▶ **Given records**:
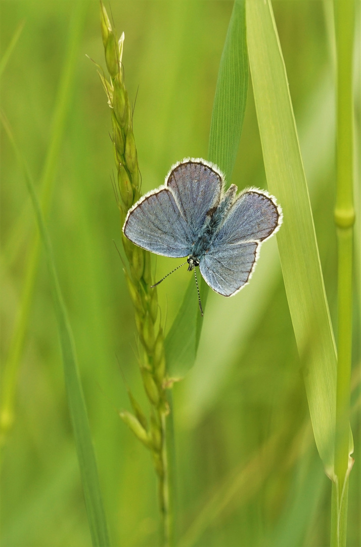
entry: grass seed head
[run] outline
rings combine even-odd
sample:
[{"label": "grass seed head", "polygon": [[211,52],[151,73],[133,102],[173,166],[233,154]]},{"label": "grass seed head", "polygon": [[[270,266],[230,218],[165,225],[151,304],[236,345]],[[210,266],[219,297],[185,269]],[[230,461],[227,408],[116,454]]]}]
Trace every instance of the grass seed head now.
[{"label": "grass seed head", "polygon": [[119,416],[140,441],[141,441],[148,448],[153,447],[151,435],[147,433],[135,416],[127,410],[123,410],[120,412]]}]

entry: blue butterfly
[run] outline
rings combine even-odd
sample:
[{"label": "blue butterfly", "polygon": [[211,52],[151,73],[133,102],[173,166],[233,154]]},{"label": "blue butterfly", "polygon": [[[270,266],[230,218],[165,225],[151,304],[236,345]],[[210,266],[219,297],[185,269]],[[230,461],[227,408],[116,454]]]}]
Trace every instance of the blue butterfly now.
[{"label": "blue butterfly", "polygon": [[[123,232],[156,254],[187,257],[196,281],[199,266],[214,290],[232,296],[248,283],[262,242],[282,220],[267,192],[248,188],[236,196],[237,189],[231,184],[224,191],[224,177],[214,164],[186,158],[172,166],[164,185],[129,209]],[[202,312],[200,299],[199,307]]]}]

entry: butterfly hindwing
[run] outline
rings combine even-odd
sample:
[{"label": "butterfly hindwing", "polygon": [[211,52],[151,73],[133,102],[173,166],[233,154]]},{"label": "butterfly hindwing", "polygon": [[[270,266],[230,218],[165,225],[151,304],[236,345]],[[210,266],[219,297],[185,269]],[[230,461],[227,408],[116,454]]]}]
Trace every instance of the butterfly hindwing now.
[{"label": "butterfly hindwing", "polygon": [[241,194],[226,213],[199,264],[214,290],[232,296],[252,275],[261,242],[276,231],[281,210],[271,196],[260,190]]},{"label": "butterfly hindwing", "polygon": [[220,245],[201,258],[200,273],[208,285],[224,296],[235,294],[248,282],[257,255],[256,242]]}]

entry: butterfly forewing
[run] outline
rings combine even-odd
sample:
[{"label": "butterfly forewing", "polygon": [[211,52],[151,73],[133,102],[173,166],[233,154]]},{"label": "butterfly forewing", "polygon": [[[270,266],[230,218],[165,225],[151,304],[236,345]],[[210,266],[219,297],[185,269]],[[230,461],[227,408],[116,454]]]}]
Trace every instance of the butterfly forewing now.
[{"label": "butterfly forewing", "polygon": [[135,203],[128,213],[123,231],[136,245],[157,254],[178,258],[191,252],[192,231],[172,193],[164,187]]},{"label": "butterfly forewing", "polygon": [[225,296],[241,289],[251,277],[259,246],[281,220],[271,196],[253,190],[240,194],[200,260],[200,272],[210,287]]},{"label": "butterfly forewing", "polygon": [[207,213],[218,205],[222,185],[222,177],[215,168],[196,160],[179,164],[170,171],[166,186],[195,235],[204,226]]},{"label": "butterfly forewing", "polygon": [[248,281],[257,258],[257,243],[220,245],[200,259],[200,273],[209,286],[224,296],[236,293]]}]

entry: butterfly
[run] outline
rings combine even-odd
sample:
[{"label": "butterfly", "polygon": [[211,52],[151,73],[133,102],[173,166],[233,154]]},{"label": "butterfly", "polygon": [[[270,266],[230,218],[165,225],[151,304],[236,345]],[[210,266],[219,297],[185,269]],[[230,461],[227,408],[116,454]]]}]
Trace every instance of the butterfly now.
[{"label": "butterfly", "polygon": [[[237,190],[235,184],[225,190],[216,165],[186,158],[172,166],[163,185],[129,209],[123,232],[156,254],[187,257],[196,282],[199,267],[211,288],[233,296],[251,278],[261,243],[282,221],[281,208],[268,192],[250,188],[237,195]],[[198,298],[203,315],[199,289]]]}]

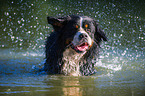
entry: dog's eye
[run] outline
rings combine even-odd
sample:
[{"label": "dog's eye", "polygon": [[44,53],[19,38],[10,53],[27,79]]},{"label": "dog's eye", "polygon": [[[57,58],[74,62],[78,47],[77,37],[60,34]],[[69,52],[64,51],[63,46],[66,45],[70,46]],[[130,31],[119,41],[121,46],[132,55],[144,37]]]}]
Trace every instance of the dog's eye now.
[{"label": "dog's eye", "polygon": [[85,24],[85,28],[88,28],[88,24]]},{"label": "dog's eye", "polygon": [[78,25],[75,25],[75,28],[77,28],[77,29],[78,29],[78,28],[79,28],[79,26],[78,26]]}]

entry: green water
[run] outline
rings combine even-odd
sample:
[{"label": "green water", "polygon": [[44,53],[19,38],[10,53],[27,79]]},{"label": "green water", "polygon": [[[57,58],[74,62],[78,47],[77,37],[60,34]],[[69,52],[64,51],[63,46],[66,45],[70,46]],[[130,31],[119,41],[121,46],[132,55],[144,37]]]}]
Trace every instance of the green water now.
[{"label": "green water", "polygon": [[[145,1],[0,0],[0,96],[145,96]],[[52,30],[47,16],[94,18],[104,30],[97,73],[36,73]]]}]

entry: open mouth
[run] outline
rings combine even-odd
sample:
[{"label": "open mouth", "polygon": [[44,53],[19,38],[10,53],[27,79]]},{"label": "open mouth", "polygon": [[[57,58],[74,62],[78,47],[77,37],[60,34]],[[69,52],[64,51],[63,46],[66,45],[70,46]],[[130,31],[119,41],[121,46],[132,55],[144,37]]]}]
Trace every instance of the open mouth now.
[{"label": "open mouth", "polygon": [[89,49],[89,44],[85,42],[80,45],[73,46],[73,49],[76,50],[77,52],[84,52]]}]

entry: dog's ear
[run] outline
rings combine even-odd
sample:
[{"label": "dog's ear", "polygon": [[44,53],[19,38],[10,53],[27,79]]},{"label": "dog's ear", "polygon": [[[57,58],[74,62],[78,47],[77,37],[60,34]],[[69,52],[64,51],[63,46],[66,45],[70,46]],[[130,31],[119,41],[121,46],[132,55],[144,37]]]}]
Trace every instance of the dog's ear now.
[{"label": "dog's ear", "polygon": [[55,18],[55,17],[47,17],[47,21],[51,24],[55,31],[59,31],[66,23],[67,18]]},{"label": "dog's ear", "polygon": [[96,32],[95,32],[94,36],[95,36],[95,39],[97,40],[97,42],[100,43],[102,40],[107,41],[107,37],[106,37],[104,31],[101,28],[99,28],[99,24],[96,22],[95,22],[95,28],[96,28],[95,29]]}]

▶ **Short problem**: Return all of the records above line for line, leaving out the pictures.

▶ **Final result**:
entry: grass seed head
[run] outline
rings combine even-odd
sample:
[{"label": "grass seed head", "polygon": [[211,52],[151,73],[133,102],[173,166],[233,154]]},{"label": "grass seed head", "polygon": [[[270,266],[230,218],[165,225],[151,304],[236,345]],[[210,266],[219,297],[185,269]],[[230,461],[227,408],[116,454]]]}]
Trace every instance of the grass seed head now.
[{"label": "grass seed head", "polygon": [[119,416],[140,441],[141,441],[148,448],[153,447],[151,435],[147,433],[135,416],[127,410],[123,410],[120,412]]}]

entry: blue butterfly
[run] outline
rings combine even-odd
sample:
[{"label": "blue butterfly", "polygon": [[211,52],[151,73],[133,102],[173,166],[233,154]]},{"label": "blue butterfly", "polygon": [[[270,266],[230,218],[165,225],[151,304],[236,345]],[[210,266],[219,297],[185,269]],[[230,461],[227,408],[116,454]]]}]
Trace every instance of the blue butterfly now.
[{"label": "blue butterfly", "polygon": [[[123,232],[156,254],[187,257],[196,281],[199,266],[214,290],[232,296],[248,283],[262,242],[282,220],[267,192],[248,188],[236,196],[237,189],[231,184],[224,191],[224,177],[214,164],[186,158],[172,166],[164,185],[129,209]],[[202,312],[200,299],[199,307]]]}]

entry: butterfly hindwing
[run] outline
rings combine even-odd
sample:
[{"label": "butterfly hindwing", "polygon": [[211,52],[151,73],[133,102],[173,166],[233,154]]},{"label": "butterfly hindwing", "polygon": [[[270,266],[230,218],[165,225],[151,304],[236,345]],[[210,266],[219,297],[185,269]],[[230,461],[227,408],[116,454]]]}]
Trace every instance of the butterfly hindwing now.
[{"label": "butterfly hindwing", "polygon": [[241,194],[226,213],[199,264],[214,290],[232,296],[252,275],[261,242],[276,231],[281,210],[271,196],[260,190]]},{"label": "butterfly hindwing", "polygon": [[220,245],[201,258],[200,273],[208,285],[224,296],[235,294],[248,282],[257,255],[256,242]]}]

entry: butterfly forewing
[run] outline
rings combine even-odd
sample:
[{"label": "butterfly forewing", "polygon": [[211,52],[151,73],[133,102],[173,166],[233,154]]},{"label": "butterfly forewing", "polygon": [[[270,266],[230,218],[165,225],[151,304],[236,345]],[[210,266],[219,297],[185,269]],[[230,461],[227,408],[116,454]]]}]
Trace every instance of the butterfly forewing now.
[{"label": "butterfly forewing", "polygon": [[135,203],[128,213],[123,231],[136,245],[157,254],[178,258],[191,252],[192,231],[172,193],[164,187]]},{"label": "butterfly forewing", "polygon": [[225,296],[241,289],[251,277],[259,246],[281,220],[271,196],[253,190],[240,194],[200,260],[200,272],[210,287]]},{"label": "butterfly forewing", "polygon": [[207,213],[218,205],[222,185],[222,177],[215,168],[196,160],[179,164],[170,171],[166,186],[195,235],[204,226]]},{"label": "butterfly forewing", "polygon": [[248,281],[257,258],[257,243],[220,245],[200,259],[200,273],[209,286],[224,296],[236,293]]}]

entry: butterfly
[run] outline
rings combine even-odd
sample:
[{"label": "butterfly", "polygon": [[211,52],[151,73],[133,102],[173,166],[233,154]]},{"label": "butterfly", "polygon": [[[270,266],[230,218],[165,225],[151,304],[236,345]],[[210,266],[219,297],[185,269]],[[230,461],[227,408],[116,454]]]}]
Trace every instance of the butterfly now.
[{"label": "butterfly", "polygon": [[[237,190],[235,184],[225,190],[216,165],[186,158],[172,166],[163,185],[129,209],[123,232],[156,254],[187,257],[196,282],[199,267],[211,288],[233,296],[251,278],[261,243],[282,221],[281,208],[268,192],[250,188],[237,195]],[[198,298],[203,315],[199,289]]]}]

entry: dog's eye
[run] outline
rings combine even-odd
sample:
[{"label": "dog's eye", "polygon": [[44,53],[19,38],[10,53],[27,79]]},{"label": "dog's eye", "polygon": [[[57,58],[74,62],[78,47],[77,37],[60,34]],[[69,52],[64,51],[63,46],[66,45],[70,46]],[[130,31],[119,41],[121,46],[132,55],[144,37]]]}]
Trace every instance of the dog's eye now.
[{"label": "dog's eye", "polygon": [[85,24],[85,28],[88,28],[88,24]]},{"label": "dog's eye", "polygon": [[78,25],[75,25],[75,28],[77,28],[77,29],[78,29],[78,28],[79,28],[79,26],[78,26]]}]

entry: green water
[run] outline
rings combine even-odd
sample:
[{"label": "green water", "polygon": [[44,53],[19,38],[10,53],[27,79]]},{"label": "green water", "polygon": [[[57,58],[74,62],[78,47],[77,37],[60,34]],[[69,52],[64,51],[63,46],[66,45],[70,46]],[[130,31],[119,41],[121,46],[132,55],[144,37]]]}]
Trace every instance of the green water now.
[{"label": "green water", "polygon": [[[145,1],[0,0],[0,96],[145,96]],[[52,30],[47,16],[94,18],[104,30],[97,73],[36,73]]]}]

entry: open mouth
[run] outline
rings combine even-odd
sample:
[{"label": "open mouth", "polygon": [[44,53],[19,38],[10,53],[27,79]]},{"label": "open mouth", "polygon": [[[57,58],[74,62],[78,47],[77,37],[60,34]],[[69,52],[64,51],[63,46],[66,45],[70,46]],[[130,31],[119,41],[121,46],[132,55],[144,37]]]}]
Trace every instance of the open mouth now.
[{"label": "open mouth", "polygon": [[89,49],[89,44],[85,42],[80,45],[73,46],[73,49],[76,50],[77,52],[84,52]]}]

entry: dog's ear
[run] outline
rings combine even-odd
sample:
[{"label": "dog's ear", "polygon": [[44,53],[19,38],[10,53],[27,79]]},{"label": "dog's ear", "polygon": [[[57,58],[74,62],[78,47],[77,37],[60,34]],[[69,52],[64,51],[63,46],[66,45],[70,46]],[[130,31],[119,41],[121,46],[132,55],[144,37]]]}]
Trace every instance of the dog's ear now.
[{"label": "dog's ear", "polygon": [[55,18],[55,17],[47,17],[47,21],[51,24],[55,31],[59,31],[66,23],[67,18]]},{"label": "dog's ear", "polygon": [[96,32],[95,32],[94,36],[95,36],[95,39],[97,40],[97,42],[100,43],[102,40],[107,41],[107,37],[106,37],[104,31],[101,28],[99,28],[99,24],[96,22],[95,22],[95,28],[96,28],[95,29]]}]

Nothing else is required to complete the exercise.